GOAL: Repeat each line of the material below word for word.
-*-
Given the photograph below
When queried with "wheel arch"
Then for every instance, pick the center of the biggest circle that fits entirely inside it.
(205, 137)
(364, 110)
-*-
SOLVED EXERCISE:
Given the photograph below
When queried with "wheel arch"
Then for every instance, pick the center of the biggest circle that fits entirely inside it.
(205, 137)
(364, 110)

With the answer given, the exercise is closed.